• [Task]:
Only the lines from the one containing "the gray wall" through the last line below should be written out, exactly and with both ends kept.

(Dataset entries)
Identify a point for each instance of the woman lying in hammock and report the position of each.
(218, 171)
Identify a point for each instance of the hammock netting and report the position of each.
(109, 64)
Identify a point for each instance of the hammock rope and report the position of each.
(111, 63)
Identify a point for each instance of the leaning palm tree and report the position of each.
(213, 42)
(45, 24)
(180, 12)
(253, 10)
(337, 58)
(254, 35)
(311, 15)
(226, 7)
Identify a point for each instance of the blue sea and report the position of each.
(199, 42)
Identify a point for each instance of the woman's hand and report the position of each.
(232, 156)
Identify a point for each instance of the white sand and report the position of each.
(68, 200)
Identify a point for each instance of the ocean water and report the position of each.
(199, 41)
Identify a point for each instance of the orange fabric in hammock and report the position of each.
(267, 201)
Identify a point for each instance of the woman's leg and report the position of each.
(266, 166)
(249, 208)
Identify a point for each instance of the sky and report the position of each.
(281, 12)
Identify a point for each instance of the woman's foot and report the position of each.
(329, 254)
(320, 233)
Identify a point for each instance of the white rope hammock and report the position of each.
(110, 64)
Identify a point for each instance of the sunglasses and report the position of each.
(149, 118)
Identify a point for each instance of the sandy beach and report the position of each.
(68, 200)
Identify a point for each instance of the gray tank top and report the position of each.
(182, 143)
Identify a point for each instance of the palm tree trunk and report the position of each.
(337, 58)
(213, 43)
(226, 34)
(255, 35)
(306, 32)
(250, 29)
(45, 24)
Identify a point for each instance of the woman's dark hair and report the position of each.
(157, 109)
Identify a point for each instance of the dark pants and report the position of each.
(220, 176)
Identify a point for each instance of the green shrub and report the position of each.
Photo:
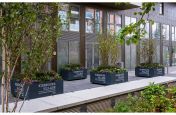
(40, 76)
(150, 65)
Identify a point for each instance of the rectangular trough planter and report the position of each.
(149, 72)
(108, 78)
(74, 75)
(36, 89)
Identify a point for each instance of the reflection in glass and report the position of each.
(165, 32)
(173, 33)
(73, 52)
(89, 53)
(74, 12)
(89, 20)
(156, 30)
(127, 20)
(74, 25)
(96, 55)
(118, 28)
(62, 51)
(63, 18)
(118, 19)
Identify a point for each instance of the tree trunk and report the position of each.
(2, 91)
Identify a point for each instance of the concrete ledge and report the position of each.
(66, 100)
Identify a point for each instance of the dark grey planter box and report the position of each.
(74, 75)
(36, 89)
(149, 72)
(108, 78)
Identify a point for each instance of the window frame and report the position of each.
(161, 8)
(69, 18)
(94, 19)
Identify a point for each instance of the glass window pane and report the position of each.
(96, 55)
(111, 27)
(111, 18)
(118, 19)
(62, 51)
(127, 20)
(89, 20)
(147, 30)
(118, 28)
(63, 17)
(156, 30)
(173, 29)
(165, 32)
(97, 16)
(89, 13)
(133, 20)
(175, 33)
(97, 27)
(74, 25)
(89, 26)
(74, 12)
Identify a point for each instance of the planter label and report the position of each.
(78, 73)
(159, 71)
(144, 71)
(19, 88)
(100, 77)
(47, 88)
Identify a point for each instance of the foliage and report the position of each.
(108, 48)
(150, 65)
(40, 77)
(148, 50)
(109, 69)
(134, 29)
(153, 98)
(71, 67)
(29, 31)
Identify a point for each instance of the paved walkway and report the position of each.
(71, 86)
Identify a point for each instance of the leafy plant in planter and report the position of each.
(73, 72)
(148, 68)
(27, 30)
(41, 84)
(107, 73)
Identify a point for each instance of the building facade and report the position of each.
(82, 22)
(88, 19)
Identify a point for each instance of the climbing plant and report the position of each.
(134, 29)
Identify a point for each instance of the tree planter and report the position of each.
(37, 89)
(108, 78)
(149, 72)
(73, 75)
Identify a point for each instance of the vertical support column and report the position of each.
(104, 21)
(170, 45)
(161, 44)
(54, 56)
(18, 66)
(82, 53)
(138, 52)
(123, 46)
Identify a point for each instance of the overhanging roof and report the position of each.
(120, 6)
(113, 5)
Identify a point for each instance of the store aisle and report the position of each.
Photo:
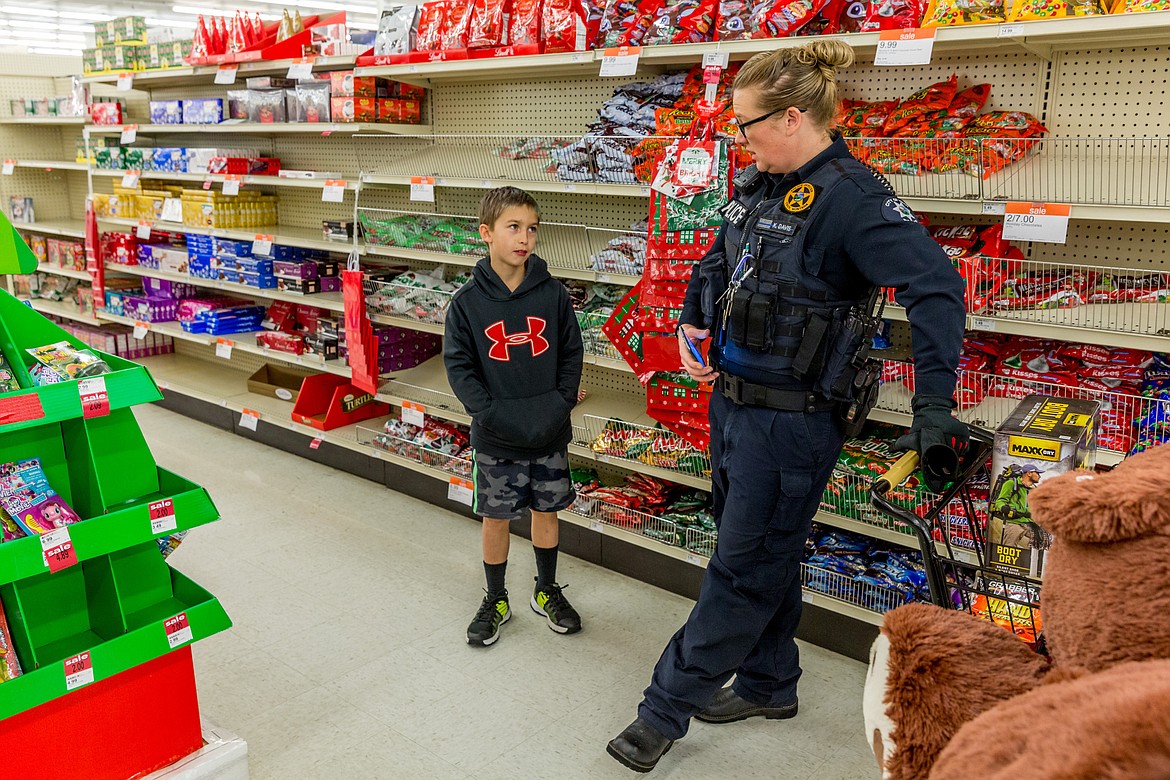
(348, 656)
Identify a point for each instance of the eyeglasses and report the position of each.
(744, 125)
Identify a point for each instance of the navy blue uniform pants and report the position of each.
(769, 470)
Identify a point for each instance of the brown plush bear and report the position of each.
(950, 696)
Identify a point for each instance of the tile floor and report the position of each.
(348, 656)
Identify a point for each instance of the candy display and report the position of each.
(27, 498)
(438, 443)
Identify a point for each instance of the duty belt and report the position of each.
(771, 398)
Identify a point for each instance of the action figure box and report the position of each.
(1041, 439)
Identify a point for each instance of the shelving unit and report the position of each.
(1105, 154)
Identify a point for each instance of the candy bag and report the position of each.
(927, 99)
(456, 23)
(563, 25)
(733, 21)
(783, 18)
(524, 22)
(948, 13)
(489, 23)
(432, 19)
(892, 14)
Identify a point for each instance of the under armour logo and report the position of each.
(502, 339)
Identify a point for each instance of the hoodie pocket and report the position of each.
(528, 422)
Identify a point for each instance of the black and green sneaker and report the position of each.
(550, 601)
(493, 613)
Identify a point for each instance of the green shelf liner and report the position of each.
(146, 642)
(122, 527)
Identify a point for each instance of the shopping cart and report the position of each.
(951, 533)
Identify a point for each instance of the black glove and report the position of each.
(937, 437)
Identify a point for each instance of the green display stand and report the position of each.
(117, 600)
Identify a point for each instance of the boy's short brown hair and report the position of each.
(502, 198)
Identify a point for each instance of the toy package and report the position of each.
(1041, 439)
(9, 665)
(8, 382)
(28, 498)
(69, 363)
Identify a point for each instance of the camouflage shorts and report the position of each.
(506, 488)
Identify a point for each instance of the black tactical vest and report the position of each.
(783, 313)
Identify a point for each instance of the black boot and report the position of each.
(639, 746)
(729, 706)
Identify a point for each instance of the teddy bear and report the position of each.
(951, 696)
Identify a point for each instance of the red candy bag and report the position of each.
(456, 23)
(935, 97)
(489, 23)
(783, 18)
(563, 25)
(431, 25)
(524, 22)
(892, 14)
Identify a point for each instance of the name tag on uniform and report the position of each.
(735, 213)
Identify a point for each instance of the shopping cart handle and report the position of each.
(897, 474)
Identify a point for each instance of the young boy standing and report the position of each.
(513, 351)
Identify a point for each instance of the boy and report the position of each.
(514, 356)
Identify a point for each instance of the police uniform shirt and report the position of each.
(867, 236)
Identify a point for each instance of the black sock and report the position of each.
(495, 573)
(545, 566)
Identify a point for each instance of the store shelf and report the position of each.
(69, 228)
(282, 234)
(56, 270)
(261, 129)
(316, 183)
(205, 75)
(52, 122)
(61, 309)
(52, 165)
(470, 163)
(327, 301)
(241, 342)
(541, 66)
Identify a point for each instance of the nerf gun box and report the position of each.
(1043, 437)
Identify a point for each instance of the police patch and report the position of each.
(895, 211)
(799, 198)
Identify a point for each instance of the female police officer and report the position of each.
(806, 239)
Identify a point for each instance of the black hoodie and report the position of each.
(515, 360)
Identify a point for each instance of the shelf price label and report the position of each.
(172, 209)
(1044, 222)
(414, 414)
(422, 188)
(57, 549)
(334, 191)
(162, 516)
(78, 671)
(621, 61)
(904, 47)
(248, 419)
(301, 68)
(95, 401)
(178, 630)
(460, 490)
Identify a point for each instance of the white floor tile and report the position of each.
(348, 657)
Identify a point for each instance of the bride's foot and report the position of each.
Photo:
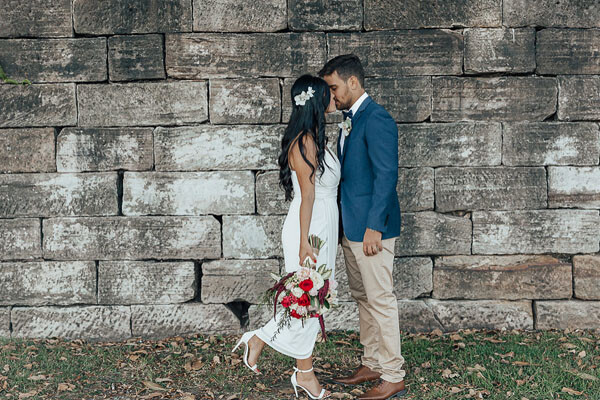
(309, 381)
(255, 347)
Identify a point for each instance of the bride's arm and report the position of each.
(307, 187)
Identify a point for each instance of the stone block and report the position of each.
(579, 98)
(251, 147)
(501, 277)
(131, 238)
(27, 150)
(412, 277)
(407, 99)
(240, 15)
(132, 57)
(535, 231)
(586, 277)
(188, 193)
(270, 198)
(490, 188)
(415, 14)
(550, 143)
(147, 104)
(509, 98)
(567, 51)
(146, 282)
(38, 105)
(455, 144)
(546, 13)
(225, 281)
(54, 60)
(252, 236)
(20, 239)
(96, 323)
(36, 18)
(482, 314)
(574, 187)
(53, 194)
(415, 189)
(47, 283)
(160, 321)
(430, 233)
(405, 52)
(325, 15)
(4, 322)
(506, 50)
(217, 55)
(131, 16)
(104, 149)
(569, 314)
(245, 101)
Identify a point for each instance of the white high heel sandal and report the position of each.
(244, 339)
(295, 385)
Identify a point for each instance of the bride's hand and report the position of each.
(306, 250)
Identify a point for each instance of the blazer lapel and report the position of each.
(354, 119)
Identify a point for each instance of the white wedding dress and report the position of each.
(298, 341)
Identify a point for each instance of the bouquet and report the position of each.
(305, 293)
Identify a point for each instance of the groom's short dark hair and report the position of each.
(346, 66)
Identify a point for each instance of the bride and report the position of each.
(310, 173)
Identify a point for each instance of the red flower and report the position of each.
(306, 285)
(304, 300)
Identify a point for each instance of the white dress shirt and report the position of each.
(354, 109)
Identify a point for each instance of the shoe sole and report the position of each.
(399, 394)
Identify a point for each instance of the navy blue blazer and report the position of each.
(370, 174)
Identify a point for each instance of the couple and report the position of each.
(366, 170)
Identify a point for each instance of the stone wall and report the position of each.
(138, 175)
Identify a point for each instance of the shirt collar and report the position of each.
(358, 102)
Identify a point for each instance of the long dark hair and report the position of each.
(307, 119)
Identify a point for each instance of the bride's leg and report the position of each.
(308, 379)
(255, 347)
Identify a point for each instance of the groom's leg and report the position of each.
(369, 333)
(377, 278)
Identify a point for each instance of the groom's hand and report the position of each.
(372, 242)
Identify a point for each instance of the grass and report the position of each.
(468, 364)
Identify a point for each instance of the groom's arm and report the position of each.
(382, 148)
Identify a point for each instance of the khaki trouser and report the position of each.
(371, 285)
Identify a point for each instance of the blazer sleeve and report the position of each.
(382, 148)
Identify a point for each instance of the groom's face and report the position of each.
(340, 91)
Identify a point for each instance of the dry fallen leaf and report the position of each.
(572, 391)
(583, 375)
(65, 386)
(153, 386)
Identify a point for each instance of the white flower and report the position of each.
(304, 96)
(303, 273)
(317, 279)
(297, 292)
(302, 310)
(346, 126)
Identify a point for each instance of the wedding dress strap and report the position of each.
(301, 370)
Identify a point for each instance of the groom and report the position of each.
(368, 151)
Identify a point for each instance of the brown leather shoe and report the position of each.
(385, 390)
(362, 374)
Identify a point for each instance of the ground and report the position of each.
(466, 364)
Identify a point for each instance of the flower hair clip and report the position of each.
(303, 96)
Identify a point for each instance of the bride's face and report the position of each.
(331, 106)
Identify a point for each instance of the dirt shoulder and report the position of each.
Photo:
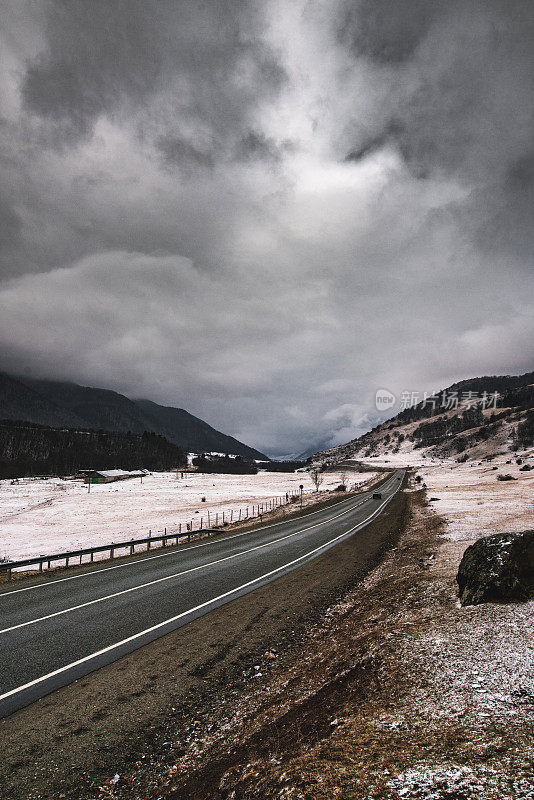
(128, 714)
(395, 692)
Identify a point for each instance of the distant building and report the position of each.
(111, 475)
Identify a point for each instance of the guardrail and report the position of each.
(149, 541)
(8, 566)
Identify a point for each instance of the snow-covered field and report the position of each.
(469, 495)
(41, 516)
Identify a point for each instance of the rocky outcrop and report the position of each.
(498, 569)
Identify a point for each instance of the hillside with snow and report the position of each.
(474, 420)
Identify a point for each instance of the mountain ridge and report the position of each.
(471, 430)
(68, 404)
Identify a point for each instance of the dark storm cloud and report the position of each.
(388, 30)
(108, 57)
(176, 151)
(263, 212)
(462, 103)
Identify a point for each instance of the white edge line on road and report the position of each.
(169, 621)
(170, 577)
(165, 555)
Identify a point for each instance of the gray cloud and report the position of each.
(263, 212)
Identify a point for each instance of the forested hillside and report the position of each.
(30, 449)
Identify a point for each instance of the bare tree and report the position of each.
(317, 478)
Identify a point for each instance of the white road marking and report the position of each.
(168, 577)
(166, 555)
(169, 621)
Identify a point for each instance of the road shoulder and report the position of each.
(73, 740)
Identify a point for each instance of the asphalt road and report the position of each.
(52, 633)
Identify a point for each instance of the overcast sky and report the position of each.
(264, 211)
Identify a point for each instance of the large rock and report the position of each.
(498, 568)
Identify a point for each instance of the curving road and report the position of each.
(52, 633)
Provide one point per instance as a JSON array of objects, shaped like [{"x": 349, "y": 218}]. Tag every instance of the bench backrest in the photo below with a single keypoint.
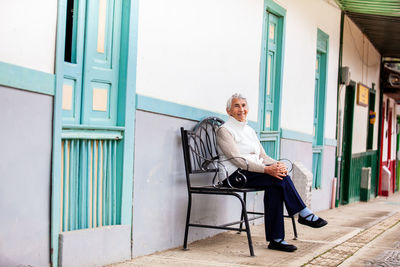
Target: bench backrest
[{"x": 200, "y": 146}]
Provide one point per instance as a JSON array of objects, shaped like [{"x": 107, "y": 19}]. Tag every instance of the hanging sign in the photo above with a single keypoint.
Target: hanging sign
[{"x": 362, "y": 95}]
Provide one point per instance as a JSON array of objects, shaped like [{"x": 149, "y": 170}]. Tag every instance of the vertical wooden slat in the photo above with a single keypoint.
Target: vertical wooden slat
[
  {"x": 71, "y": 186},
  {"x": 77, "y": 184},
  {"x": 104, "y": 199},
  {"x": 67, "y": 149},
  {"x": 109, "y": 184},
  {"x": 114, "y": 183},
  {"x": 100, "y": 186},
  {"x": 85, "y": 185},
  {"x": 95, "y": 185},
  {"x": 62, "y": 188},
  {"x": 90, "y": 187},
  {"x": 89, "y": 178}
]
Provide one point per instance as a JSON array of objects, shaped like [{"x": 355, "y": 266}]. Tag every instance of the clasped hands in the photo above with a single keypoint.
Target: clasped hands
[{"x": 277, "y": 170}]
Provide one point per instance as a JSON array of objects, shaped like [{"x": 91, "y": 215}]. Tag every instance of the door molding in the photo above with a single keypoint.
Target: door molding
[{"x": 127, "y": 76}]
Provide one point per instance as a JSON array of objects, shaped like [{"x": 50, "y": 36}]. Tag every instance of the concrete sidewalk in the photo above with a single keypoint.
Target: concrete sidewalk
[{"x": 360, "y": 234}]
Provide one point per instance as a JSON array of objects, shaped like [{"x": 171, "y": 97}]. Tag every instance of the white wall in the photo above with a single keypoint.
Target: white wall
[
  {"x": 198, "y": 53},
  {"x": 28, "y": 33},
  {"x": 364, "y": 61},
  {"x": 303, "y": 19}
]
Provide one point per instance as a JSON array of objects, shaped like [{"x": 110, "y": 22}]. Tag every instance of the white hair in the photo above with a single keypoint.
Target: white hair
[{"x": 236, "y": 95}]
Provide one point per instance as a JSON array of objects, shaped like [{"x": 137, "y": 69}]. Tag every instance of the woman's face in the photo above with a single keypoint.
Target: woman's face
[{"x": 238, "y": 109}]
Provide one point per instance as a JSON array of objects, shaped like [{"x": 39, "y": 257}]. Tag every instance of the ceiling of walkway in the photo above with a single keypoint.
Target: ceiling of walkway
[{"x": 379, "y": 20}]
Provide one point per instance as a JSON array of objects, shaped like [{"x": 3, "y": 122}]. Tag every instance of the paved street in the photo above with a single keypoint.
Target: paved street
[{"x": 360, "y": 234}]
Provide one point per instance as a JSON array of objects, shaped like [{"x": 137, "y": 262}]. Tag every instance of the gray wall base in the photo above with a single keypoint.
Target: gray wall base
[
  {"x": 25, "y": 164},
  {"x": 95, "y": 247}
]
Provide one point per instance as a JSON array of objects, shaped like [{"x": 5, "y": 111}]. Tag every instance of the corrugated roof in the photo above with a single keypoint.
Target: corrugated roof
[{"x": 379, "y": 20}]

• [Answer below]:
Provide one point per instance as a JSON array of objects, shaped like [{"x": 137, "y": 262}]. Tag every instance of the gray wall base in the photo above with a single keypoint.
Target: gray wall base
[
  {"x": 25, "y": 164},
  {"x": 95, "y": 247}
]
Provide one point per instance as a JSON array of objects, shaped like [{"x": 5, "y": 111}]. Tag every instance of the corrugated roof in the photo above with a single keypoint.
Target: corrugated roof
[{"x": 379, "y": 20}]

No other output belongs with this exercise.